STATED GOAL 1: In the listing, could you update the part that opens with the line containing "Question. Place a dot on every instance of the muddy" and closes with the line containing "(1109, 633)" by replacing "wet mud" with "damp mud", leaving everything else unchanged, and return only those lines?

PAGE TEXT:
** Begin **
Andrew English | Journalist

Date:

18 October 2023

In the beginning all cars were sports models; roofless contraptions capable of transporting occupants along unmade roads at previously unheard-of speeds; think Mr Toad from The Wind In The Willows – ‘Poop, poop!’

On such roads even 30mph would have been outlandish, but despite the deprivations of open cockpits, smelly bearskin coats and the risks to life and limb, private motoring was becoming increasingly popular. In 1904 there were 23,000 cars on Britain’s roads; by the end of 1910, that figure was well over 100,000. But even then, as now, wealthy buyers were looking for something with more, well pizzazz; a sports car perhaps?

So, what was the first sports car? We’re not talking about supercars here, where by general consensus, that hat should be worn by the Lamborghini Miura (or the Mercedes-Benz 300SL – AF), but a car where the balance of chassis response and engine power, of steering and of roadholding, and of looks and speed, were enough to set the heart thumping and blood racing.
** End **
STATED GOAL 2: Retype, unchanged, the part of the passage on the first sports car that opens with the words containing "On such roads" and closes with "sports car perhaps?".

RECORDS FOR PROCESSING:
** Begin **
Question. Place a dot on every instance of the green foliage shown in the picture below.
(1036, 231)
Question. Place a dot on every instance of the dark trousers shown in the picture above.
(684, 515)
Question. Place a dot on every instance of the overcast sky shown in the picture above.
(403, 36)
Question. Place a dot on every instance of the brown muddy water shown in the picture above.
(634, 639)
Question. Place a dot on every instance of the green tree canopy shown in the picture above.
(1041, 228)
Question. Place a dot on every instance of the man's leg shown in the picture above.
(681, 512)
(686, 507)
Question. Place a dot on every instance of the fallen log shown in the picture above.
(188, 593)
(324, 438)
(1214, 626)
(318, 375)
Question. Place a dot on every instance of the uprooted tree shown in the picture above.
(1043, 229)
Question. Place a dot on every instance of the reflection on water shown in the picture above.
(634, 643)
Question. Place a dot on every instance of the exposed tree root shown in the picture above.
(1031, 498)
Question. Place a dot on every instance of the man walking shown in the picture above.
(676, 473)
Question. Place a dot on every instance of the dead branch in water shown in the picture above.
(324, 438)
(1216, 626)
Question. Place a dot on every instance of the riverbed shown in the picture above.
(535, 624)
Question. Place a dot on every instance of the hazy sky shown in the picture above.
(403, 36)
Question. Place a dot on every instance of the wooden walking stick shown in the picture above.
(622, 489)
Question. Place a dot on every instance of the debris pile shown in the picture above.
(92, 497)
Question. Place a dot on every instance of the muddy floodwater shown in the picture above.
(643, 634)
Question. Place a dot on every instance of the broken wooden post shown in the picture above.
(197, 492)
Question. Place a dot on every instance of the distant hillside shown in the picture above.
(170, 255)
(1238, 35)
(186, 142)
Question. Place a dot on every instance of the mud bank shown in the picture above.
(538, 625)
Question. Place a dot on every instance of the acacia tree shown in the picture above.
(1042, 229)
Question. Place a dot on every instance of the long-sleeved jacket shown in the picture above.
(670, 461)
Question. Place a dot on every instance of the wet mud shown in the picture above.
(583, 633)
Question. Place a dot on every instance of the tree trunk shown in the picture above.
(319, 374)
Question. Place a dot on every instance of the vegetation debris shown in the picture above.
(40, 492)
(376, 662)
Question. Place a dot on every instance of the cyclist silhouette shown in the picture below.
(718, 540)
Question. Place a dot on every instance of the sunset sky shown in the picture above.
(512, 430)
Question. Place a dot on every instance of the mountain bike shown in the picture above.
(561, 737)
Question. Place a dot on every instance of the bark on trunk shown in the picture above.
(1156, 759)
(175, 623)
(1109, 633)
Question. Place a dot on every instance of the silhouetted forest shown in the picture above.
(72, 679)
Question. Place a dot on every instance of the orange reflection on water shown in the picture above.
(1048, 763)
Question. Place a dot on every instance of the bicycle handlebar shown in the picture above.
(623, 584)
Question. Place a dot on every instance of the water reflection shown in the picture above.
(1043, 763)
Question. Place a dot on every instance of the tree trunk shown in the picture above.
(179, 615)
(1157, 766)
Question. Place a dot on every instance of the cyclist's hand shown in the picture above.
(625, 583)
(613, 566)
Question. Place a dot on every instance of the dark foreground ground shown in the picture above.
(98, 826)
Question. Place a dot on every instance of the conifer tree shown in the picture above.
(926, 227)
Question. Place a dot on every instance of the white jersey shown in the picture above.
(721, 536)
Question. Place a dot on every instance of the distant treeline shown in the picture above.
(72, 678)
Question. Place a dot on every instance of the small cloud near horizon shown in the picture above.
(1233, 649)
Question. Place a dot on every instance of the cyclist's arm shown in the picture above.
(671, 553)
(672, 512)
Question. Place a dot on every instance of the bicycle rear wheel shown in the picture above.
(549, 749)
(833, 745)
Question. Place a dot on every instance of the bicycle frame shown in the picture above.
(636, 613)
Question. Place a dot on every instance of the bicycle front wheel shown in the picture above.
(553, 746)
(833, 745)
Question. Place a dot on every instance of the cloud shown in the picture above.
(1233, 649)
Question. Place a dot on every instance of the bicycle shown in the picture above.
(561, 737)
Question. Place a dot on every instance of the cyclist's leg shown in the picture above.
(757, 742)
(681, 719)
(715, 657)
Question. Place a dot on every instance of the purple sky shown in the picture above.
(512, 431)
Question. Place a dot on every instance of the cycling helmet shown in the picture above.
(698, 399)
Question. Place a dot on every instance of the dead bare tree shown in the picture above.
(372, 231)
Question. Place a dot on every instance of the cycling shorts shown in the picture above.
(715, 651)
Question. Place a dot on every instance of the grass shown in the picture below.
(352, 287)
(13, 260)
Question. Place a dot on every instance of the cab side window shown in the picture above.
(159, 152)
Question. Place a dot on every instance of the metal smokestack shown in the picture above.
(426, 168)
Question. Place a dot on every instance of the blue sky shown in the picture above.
** End **
COMPLETE ANSWER 1:
Question. Place a dot on every instance of the muddy floodwater shown in the picture above.
(643, 634)
Question. Place a dot on every instance of the broken wooden post shown in the picture above.
(197, 492)
Question. Place a dot on every instance of the distant hillside shown in the picture above.
(170, 255)
(1238, 35)
(186, 142)
Question. Place a dot on every instance of the mud bank shown in the picture above.
(538, 625)
Question. Place a dot on every instance of the acacia tree shown in the picture above.
(1042, 229)
Question. Place a dot on every instance of the long-sleeved jacket shown in the picture above.
(670, 461)
Question. Place a dot on every instance of the damp mud shown in the picture above.
(583, 633)
Question. Place a dot on every instance of the tree trunk shown in the picture above.
(319, 374)
Question. Place a dot on every instance of the vegetation debris shown in the picture above.
(40, 492)
(376, 662)
Question. Place a dot on every instance of the cyclist silhouette shown in the picture below.
(718, 540)
Question. Place a dot on every instance of the sunset sky shown in the picture above.
(512, 430)
Question. Place a dot on every instance of the mountain bike shown in the picture above.
(561, 737)
Question. Place a dot on every instance of the bark on trunk shown in the picture above.
(1156, 759)
(175, 623)
(1109, 633)

COMPLETE ANSWER 2:
On such roads even 30mph would have been outlandish, but despite the deprivations of open cockpits, smelly bearskin coats and the risks to life and limb, private motoring was becoming increasingly popular. In 1904 there were 23,000 cars on Britain’s roads; by the end of 1910, that figure was well over 100,000. But even then, as now, wealthy buyers were looking for something with more, well pizzazz; a sports car perhaps?